__What is asked__.
Copy out the stretch of the data from the line containing "indicate the red dragonfly, a" through the end of the data, reproducing each line without change.

__Exercise input__.
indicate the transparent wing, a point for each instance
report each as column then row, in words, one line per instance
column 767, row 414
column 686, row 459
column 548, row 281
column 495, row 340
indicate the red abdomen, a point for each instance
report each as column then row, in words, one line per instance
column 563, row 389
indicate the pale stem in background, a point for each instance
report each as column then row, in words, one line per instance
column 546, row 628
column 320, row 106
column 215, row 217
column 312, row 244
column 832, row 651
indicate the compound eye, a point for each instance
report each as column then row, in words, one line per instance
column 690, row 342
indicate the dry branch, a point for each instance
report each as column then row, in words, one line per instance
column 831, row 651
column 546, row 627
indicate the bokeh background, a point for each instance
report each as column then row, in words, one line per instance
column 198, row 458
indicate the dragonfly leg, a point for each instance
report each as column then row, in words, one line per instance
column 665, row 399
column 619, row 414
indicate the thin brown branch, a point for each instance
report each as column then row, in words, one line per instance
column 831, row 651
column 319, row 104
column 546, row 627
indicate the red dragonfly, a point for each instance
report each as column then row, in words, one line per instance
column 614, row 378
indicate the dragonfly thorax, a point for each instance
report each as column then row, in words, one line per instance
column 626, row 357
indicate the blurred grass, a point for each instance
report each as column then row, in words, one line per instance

__Task answer__.
indicate the red dragonfly, a point for each instance
report each as column then row, in words, one line per instance
column 614, row 378
indicate the dragonfly thorax, a point for each instance
report each as column then row, in words, one line per instance
column 626, row 357
indicate the blurred grass, a point for each instance
report each as column then row, in words, one line per instance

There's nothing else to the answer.